Karin Astrid Siegmann*
This paper investigates the impact of the global financial crisis in the South Asian subcontinent in terms of qualitative and quantitative aspects of employment. The past two decades have been characterized by a quantum leap as regards the subcontinent’s integration into the world economy. This has contributed to rising growth rates, peaking at nine percent annual GDP growth in 2006. However, globalization has not led to proportional gains in employment. While South Asian countries were integrating fast with the global economy, there has been a trend to move away from large enterprises, stable work forces and work systems towards flexible production processes associated with precarious employment patterns and pay. The largely jobless growth has lowered labor standards and increased the vulnerability of about 90 percent of the workforce engaged in the informal sector (Mahbub ul Haq Human Development Centre 2004).
Greater integration into global markets has also increased South Asia’s vulnerability to the global financial crisis. This has been mediated through, connectivity to global financial markets as well as the high degree of export-orientation of economies across the sub-continent. This is especially true in the case of India. Whereas the grave macro-economic consequences of the crisis in South Asia have been pointed out in the few analyses available so far, employment remains a footnote therein - if it is mentioned at all. It is likely, though, that amongst others, the collapse of largely labor-intensive exports goes hand in hand with large-scale job losses and further pressure to accept poor pay and indecent working conditions in order to escape unemployment and further impoverishment.
In order to assess quantitative and qualitative employment dimensions of the global financial crisis in the world’s most populous region, this paper analyzes a patchwork of recent survey data and gray literature. Special attention will be given to women’s work as their poorly remunerated employment in export sectors, such as textile manufacturing and cash crop cultivation, has significantly helped to increase their economies’ competitiveness during integration into the world market. While theoretically contributing to a labor economics of recession, this project will enhance the visibility of working victims of the financial crisis in order to come up with suggestions on how to strengthen South Asian workers’ resilience against the volatilities of a globalized labor market.

* EXTRACTED ENTRIES *

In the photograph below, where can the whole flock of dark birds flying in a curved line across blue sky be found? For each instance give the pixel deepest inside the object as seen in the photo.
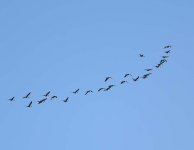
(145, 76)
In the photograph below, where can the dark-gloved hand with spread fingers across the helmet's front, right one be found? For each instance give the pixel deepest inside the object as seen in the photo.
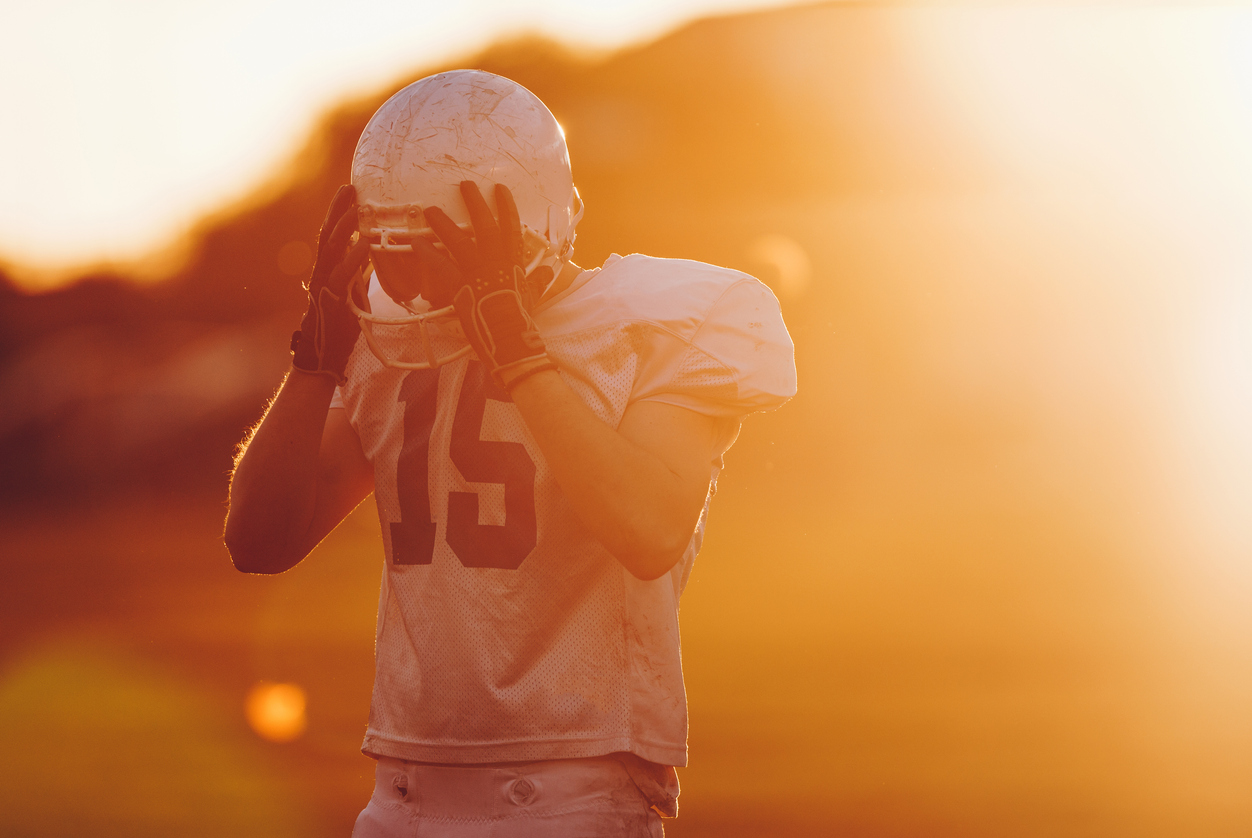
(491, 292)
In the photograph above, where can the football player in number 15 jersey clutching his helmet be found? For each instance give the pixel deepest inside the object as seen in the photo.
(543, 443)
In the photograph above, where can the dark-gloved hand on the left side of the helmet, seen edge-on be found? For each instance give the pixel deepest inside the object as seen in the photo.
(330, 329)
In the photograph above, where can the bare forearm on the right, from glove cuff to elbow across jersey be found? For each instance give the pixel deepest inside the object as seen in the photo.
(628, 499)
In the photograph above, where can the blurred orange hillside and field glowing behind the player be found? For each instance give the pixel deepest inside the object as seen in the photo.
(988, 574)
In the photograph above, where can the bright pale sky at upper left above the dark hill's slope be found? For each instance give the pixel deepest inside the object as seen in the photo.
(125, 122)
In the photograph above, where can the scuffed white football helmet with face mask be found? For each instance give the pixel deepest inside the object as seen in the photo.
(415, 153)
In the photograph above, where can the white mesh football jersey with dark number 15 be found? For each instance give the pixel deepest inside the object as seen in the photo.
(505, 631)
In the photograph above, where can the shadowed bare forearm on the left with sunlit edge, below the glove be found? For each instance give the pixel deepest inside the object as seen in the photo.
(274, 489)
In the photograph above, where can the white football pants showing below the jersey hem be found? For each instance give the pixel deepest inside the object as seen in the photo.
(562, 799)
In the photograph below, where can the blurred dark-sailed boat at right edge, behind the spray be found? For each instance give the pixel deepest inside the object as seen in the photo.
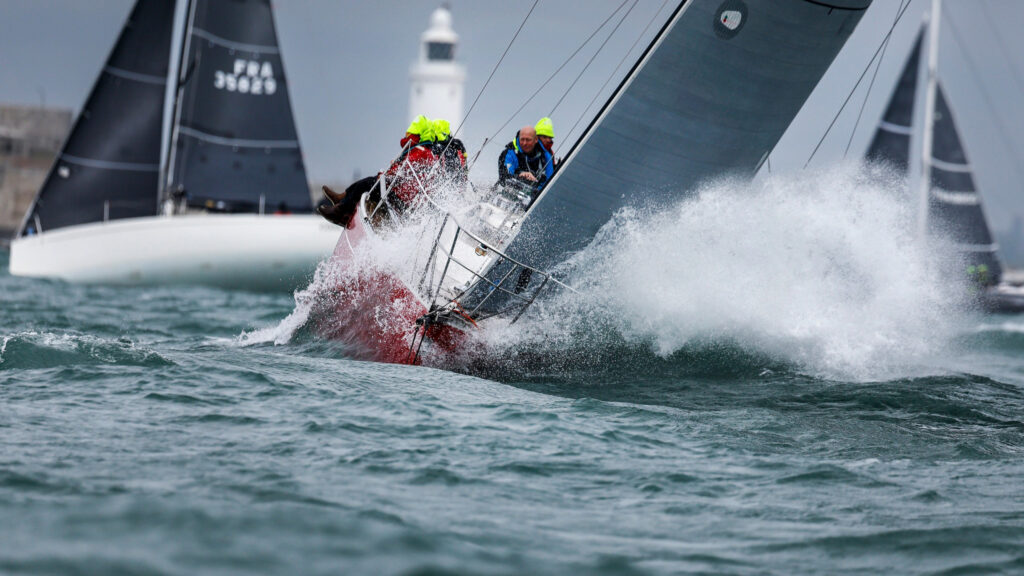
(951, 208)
---
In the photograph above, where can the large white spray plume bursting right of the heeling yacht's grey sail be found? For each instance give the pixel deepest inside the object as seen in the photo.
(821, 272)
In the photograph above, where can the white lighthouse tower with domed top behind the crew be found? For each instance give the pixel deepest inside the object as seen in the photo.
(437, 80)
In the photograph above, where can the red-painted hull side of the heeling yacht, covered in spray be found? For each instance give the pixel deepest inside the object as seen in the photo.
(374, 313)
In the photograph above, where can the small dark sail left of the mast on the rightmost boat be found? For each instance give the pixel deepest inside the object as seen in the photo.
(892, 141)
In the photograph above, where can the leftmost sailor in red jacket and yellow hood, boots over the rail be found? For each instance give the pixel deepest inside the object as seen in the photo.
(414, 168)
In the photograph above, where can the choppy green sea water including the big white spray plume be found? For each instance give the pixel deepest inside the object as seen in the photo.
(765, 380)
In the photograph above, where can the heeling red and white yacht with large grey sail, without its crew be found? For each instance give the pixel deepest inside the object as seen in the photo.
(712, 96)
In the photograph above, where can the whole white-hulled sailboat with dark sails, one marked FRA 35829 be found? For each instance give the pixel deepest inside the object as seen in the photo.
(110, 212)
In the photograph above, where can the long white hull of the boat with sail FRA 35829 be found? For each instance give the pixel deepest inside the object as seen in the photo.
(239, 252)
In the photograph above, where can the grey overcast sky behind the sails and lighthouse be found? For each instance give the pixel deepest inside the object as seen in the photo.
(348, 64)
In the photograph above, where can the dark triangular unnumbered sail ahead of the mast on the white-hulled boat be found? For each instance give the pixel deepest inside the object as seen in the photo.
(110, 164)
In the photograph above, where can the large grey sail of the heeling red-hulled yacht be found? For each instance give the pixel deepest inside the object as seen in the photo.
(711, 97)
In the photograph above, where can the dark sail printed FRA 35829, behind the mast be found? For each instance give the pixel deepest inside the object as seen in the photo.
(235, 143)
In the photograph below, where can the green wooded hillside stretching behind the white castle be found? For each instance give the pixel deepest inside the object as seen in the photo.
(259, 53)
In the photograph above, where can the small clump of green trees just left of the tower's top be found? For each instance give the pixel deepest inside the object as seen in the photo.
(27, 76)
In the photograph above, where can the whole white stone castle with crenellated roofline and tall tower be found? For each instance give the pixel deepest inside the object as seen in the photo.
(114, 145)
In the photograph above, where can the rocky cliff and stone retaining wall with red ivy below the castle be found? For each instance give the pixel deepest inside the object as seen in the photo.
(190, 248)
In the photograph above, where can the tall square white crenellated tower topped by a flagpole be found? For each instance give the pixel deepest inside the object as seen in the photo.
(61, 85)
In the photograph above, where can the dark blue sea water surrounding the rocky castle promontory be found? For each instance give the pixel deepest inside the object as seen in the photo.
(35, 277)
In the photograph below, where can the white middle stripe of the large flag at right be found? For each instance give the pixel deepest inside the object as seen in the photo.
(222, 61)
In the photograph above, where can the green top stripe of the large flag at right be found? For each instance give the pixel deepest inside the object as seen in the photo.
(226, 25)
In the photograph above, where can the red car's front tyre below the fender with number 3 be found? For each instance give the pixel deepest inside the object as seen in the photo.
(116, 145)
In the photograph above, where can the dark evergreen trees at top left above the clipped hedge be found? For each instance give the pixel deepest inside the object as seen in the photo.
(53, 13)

* TASKS TO CARRY OUT *
1 - From the passage on the financial crisis and South Asian employment, reproduce everything from "In order to assess" down to "globalized labor market.".
2 - Answer these questions using the passage on the financial crisis and South Asian employment:
(a) What annual GDP growth rate did the subcontinent reach at its peak, and in what year?
(b) Which country is singled out as an especially strong case of vulnerability to the crisis?
(c) Which two export sectors are named as examples of women's poorly paid employment?
The material above stands on its own and is unrelated to the passage.

* OUTPUTS FOR THE TASKS *
1 -
In order to assess quantitative and qualitative employment dimensions of the global financial crisis in the world’s most populous region, this paper analyzes a patchwork of recent survey data and gray literature. Special attention will be given to women’s work as their poorly remunerated employment in export sectors, such as textile manufacturing and cash crop cultivation, has significantly helped to increase their economies’ competitiveness during integration into the world market. While theoretically contributing to a labor economics of recession, this project will enhance the visibility of working victims of the financial crisis in order to come up with suggestions on how to strengthen South Asian workers’ resilience against the volatilities of a globalized labor market.

2 -
(a) Nine percent, in 2006.
(b) India.
(c) Textile manufacturing and cash crop cultivation.